(Dataset rows)
(begin)
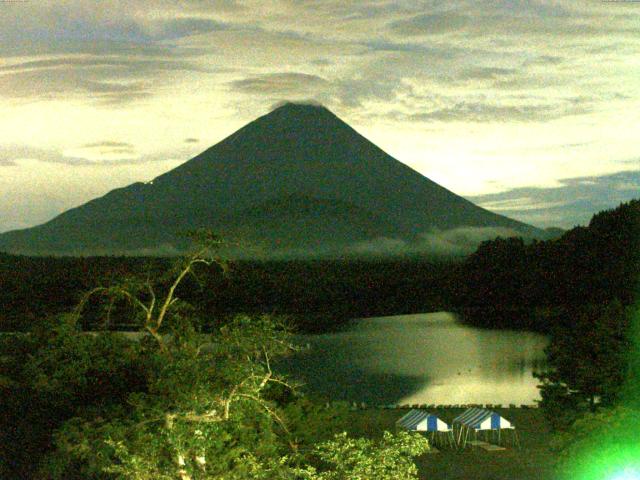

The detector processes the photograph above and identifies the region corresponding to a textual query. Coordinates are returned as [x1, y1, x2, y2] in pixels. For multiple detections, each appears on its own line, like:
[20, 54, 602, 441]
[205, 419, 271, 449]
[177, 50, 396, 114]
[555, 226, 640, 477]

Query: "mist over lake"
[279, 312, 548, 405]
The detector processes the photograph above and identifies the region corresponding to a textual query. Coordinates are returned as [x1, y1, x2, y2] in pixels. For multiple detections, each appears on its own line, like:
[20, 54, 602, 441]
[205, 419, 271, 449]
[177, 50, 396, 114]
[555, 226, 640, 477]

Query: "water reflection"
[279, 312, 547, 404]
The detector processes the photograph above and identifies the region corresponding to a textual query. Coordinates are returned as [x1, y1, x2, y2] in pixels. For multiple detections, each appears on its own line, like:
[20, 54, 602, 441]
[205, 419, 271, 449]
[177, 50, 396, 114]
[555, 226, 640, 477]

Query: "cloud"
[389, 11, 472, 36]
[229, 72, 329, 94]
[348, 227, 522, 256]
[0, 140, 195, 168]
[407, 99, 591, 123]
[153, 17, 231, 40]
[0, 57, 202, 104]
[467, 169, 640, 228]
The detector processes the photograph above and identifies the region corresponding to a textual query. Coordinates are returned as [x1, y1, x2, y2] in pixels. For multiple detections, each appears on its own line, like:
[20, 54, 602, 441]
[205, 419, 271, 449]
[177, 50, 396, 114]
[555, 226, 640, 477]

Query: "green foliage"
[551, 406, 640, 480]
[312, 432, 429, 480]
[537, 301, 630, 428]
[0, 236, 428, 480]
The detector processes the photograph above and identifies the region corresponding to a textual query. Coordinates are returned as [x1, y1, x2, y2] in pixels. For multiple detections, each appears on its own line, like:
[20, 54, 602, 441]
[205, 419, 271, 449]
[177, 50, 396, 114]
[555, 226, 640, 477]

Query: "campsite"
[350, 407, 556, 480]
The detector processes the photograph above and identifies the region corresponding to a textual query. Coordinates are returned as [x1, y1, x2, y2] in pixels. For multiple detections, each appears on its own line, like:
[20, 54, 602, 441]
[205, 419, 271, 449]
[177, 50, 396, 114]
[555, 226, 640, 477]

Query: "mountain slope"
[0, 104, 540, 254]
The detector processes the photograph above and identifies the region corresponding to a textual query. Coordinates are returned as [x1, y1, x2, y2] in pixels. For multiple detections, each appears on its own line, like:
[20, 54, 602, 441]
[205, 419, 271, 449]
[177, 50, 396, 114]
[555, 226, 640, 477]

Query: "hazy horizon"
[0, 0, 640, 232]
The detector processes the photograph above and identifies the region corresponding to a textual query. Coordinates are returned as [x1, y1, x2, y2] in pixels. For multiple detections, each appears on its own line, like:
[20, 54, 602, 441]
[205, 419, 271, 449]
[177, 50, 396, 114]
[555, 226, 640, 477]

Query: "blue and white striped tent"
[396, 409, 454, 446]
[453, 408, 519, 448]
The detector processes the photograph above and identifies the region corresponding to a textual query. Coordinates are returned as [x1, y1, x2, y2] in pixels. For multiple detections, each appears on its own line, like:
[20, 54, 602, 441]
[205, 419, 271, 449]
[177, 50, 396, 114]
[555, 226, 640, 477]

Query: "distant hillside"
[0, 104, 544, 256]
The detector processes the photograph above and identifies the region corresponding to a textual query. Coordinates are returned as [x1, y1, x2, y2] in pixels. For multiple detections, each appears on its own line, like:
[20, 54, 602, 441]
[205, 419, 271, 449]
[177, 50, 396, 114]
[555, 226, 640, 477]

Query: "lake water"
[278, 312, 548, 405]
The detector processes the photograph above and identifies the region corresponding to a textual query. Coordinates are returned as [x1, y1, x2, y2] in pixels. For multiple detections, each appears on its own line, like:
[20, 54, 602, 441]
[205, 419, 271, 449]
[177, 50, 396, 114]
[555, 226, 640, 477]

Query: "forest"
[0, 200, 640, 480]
(end)
Pictures in the records above should not be copied. Repeat everything else exactly.

The detector processes the photograph above and identifies the region corresponding to a textual query. Coordinates are returned as [x1, y1, x2, y2] in pixels. For multiple detections, each appears on its own line, like:
[20, 54, 602, 441]
[205, 419, 271, 449]
[177, 50, 396, 114]
[555, 226, 640, 477]

Query: "mist over lake"
[279, 312, 548, 405]
The detector processes the photograph above and identifies the region corresponding to a textual query. Coordinates are returned as [x1, y1, x2, y2] in pixels. For multiple detections, each appears on its own line, like:
[20, 54, 602, 441]
[205, 419, 271, 449]
[177, 50, 396, 114]
[555, 226, 640, 477]

Query: "water reflection"
[279, 312, 547, 404]
The detector processes the photograph above and identifies the region corresponding to a textual query. Coordinates are returned as [x1, y1, x2, y2] in pixels. For multiple detections, each appears on its own line, like:
[20, 54, 602, 441]
[205, 419, 271, 449]
[177, 50, 396, 114]
[555, 226, 640, 477]

Query: "cloud"
[389, 11, 472, 36]
[229, 72, 329, 94]
[348, 227, 522, 256]
[0, 140, 195, 168]
[407, 99, 591, 123]
[153, 17, 231, 40]
[0, 57, 202, 104]
[467, 169, 640, 228]
The detector processes the photograph above and identifies the region corresponding to a textual query. Coordinates are returned as [x1, y1, x2, y2] in pixels. For multiple detections, each appears on its own line, like:
[20, 54, 602, 441]
[205, 419, 271, 449]
[177, 50, 396, 114]
[555, 226, 640, 477]

Query: "green foliage"
[551, 406, 640, 480]
[312, 432, 429, 480]
[537, 301, 630, 428]
[0, 236, 428, 480]
The detector processes the photograph above and identifies the region corresponding to a textual query. Coordinates are returned as [x1, y1, x2, y2] in pixels. For multiple detections, each appears on its own line, like:
[20, 54, 602, 441]
[205, 419, 271, 449]
[177, 50, 396, 114]
[555, 226, 640, 477]

Query: "campsite"
[350, 407, 556, 480]
The detector processes the photograph above and identifies the region corresponding to a textual query. Coordinates are returned as [x1, y1, x2, y2] in pixels. For multiple detections, each appears on its own line, like:
[20, 54, 602, 441]
[205, 419, 271, 449]
[177, 50, 396, 114]
[555, 226, 640, 477]

Query: "mountain slope"
[0, 104, 540, 254]
The detector processes the photograph above and identifies the region corresponding to a textual query. Coordinates are returned as [x1, y1, x2, y2] in pixels. For multiple detections, each appears on its own line, like:
[20, 54, 602, 441]
[205, 419, 271, 449]
[177, 50, 396, 114]
[555, 226, 640, 477]

Query: "hazy horizon"
[0, 0, 640, 232]
The detector processes the photograph above and identifies the region corresponding to a textual query. Coordinates are returned as [x1, y1, x2, y2] in pixels. For multiple detections, each appears on its own line, like:
[20, 54, 602, 441]
[205, 419, 271, 449]
[177, 50, 396, 114]
[555, 226, 640, 477]

Query: "blue and white striped tent"
[396, 409, 454, 446]
[453, 408, 519, 448]
The detector processes the photograph above and identifies the region corresponding to a textual query. Coordinates are returned as [x1, y1, x2, y2] in pixels. For multiple detections, each appears on its own line, like:
[20, 54, 602, 441]
[205, 419, 271, 449]
[177, 50, 396, 114]
[555, 226, 640, 477]

Query: "distant hillside"
[0, 104, 544, 256]
The detector processes the photograph above and identifies the region corresponding to a textual query. Coordinates are returned as [x1, y1, x2, y2] in pixels. For multiple detections, each appears on its own line, like:
[20, 54, 602, 441]
[205, 419, 271, 449]
[177, 50, 396, 114]
[555, 226, 640, 477]

Query: "lake water"
[278, 312, 548, 405]
The detector processes the photograph above and identifies the region corresponding to a textual query. Coordinates are returned as [x1, y1, x2, y2] in pixels. For multiple detections, each appears on its own line, like:
[20, 54, 602, 441]
[205, 419, 271, 449]
[177, 50, 396, 114]
[555, 226, 640, 477]

Query: "forest"
[0, 200, 640, 480]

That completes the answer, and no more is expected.